* _Supplied data_:
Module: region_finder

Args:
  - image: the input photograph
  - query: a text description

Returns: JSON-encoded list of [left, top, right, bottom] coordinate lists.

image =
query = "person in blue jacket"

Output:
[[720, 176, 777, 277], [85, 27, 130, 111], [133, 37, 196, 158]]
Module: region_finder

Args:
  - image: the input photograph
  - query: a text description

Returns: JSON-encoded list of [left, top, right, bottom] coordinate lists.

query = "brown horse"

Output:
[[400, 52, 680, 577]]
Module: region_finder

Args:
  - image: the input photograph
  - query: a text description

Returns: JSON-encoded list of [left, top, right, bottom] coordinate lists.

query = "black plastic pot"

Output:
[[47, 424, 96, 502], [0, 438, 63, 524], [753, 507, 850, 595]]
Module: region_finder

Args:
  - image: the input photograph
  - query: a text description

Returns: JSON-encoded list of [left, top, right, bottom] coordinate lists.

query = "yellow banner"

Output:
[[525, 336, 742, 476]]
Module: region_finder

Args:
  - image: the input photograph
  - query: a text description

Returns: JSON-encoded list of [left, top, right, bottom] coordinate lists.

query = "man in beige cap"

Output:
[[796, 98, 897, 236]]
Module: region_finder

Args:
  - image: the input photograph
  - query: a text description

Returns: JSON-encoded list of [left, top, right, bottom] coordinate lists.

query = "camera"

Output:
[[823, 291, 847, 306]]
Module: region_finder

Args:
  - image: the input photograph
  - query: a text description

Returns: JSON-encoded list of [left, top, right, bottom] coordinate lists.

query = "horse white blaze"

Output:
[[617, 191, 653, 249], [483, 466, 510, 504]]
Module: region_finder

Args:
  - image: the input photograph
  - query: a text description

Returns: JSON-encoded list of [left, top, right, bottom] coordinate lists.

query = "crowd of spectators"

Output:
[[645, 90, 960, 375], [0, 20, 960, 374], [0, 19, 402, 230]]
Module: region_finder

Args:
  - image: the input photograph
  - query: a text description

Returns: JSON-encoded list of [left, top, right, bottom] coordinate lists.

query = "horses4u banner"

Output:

* _Exercise_:
Please copy every item above word for word, leaving nothing out and changing nothing.

* _Task solution_:
Module: region_finder

Args:
  - image: the input photograph
  - query: a text description

Returns: JSON-encoded list of [left, top, right, bottom] coordinate lists.

image =
query = "person in blue jacket"

Output:
[[720, 176, 777, 277], [85, 27, 130, 111], [133, 37, 196, 158]]
Module: region_finder

Args:
  - image: the input photograph
  - query: a text description

Returns: JSON-encoded list of [left, top, right, bottom] coordinate lists.

query = "brown horse"

Output:
[[400, 52, 680, 577]]
Module: region_finder

Args:
  - image: the input photograph
  - query: a text description

Returns: JSON-encoded list of [left, top, right, bottom] coordinate lists.

query = "black plastic pot"

Output:
[[47, 424, 96, 502], [0, 438, 63, 524], [753, 507, 850, 595]]
Module: region_finder

Args:
  - image: the input photograph
  - query: a text description

Returns: JSON-encoded list of [left, top, right, bottom] coordinate lists.

query = "yellow banner"

Output:
[[525, 336, 742, 476]]
Module: region_finder

Args:
  - image: the input photograph
  - query: a text description

Returns: JSON-encoded list of [left, top, right, bottom] coordinate lists.

query = "man in beige cap"

Output:
[[796, 98, 897, 236]]
Module: region_finder

Args:
  - image: the input photograph
  - query: a text description

Returns: JSON-encoded list of [left, top, right, bottom] coordinate lists.

query = "camera"

Output:
[[823, 291, 847, 306]]
Module: region_finder

Args:
  - image: the input photograph
  - query: a text description

Returns: JSON-encoded list of [left, top, right, bottom] coordinate lists.

query = "horse white blaze"

Output:
[[617, 191, 653, 249], [483, 466, 510, 504]]
Module: region_finder

Args:
  - image: the input photograph
  - query: a text description

Returns: JSON-encoded list of [left, top, right, bottom] coordinate lists.

query = "crowd of spectators"

Output:
[[645, 90, 960, 375], [0, 20, 960, 374], [0, 19, 402, 230]]
Module: region_finder

Args:
  - image: the input photograph
  - query: a text description

Returns: JSON-encoded list of [left, top, right, bottom] coordinate lists.

query = "horses4u banner"

Output:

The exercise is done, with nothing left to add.